== TEXTE PROPOSÉ ==
Des types connus de bronze ou de laiton, deux termes qui ne sont pas différenciés durant l'antiquité, connu en latin comme en aes et en grec comme χαλκός, le bronze de Corinthe fut le plus précieux. Les statues, vases, calices et autres objets faits de ce métal furent inestimables, plus encore que s'ils avaient été faits d'or ou d'argent pur[2]. Pline l'Ancien, le divise en trois catégories, selon le métal qui est ajouté à la base de cuivre : de l'or (luteum) ; de l'argent (candidum) ; ou tous trois en quantité égale[3]. Plutarque et Cicéron commentent tous deux que le bronze de Corinthe, contrairement à la plupart des alliages de cuivre, ne ternit pas[4]. Pline fait également référence à un quatrième alliage, bien plus sombre, connu comme hepatizon.

== DÉTAILS DE L'EXERCICE ==
Relevez tous les auteurs antiques cités dans le texte sur le bronze de Corinthe. Le matériel provient d'une source différente de celle du texte.

== DONNÉES FOURNIES ==
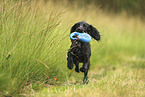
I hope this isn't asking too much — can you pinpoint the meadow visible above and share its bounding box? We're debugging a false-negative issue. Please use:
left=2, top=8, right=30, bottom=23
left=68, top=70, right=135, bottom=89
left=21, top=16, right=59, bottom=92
left=0, top=0, right=145, bottom=97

== RÉPONSE COMPLÈTE ==
Pline l'Ancien, Plutarque, Cicéron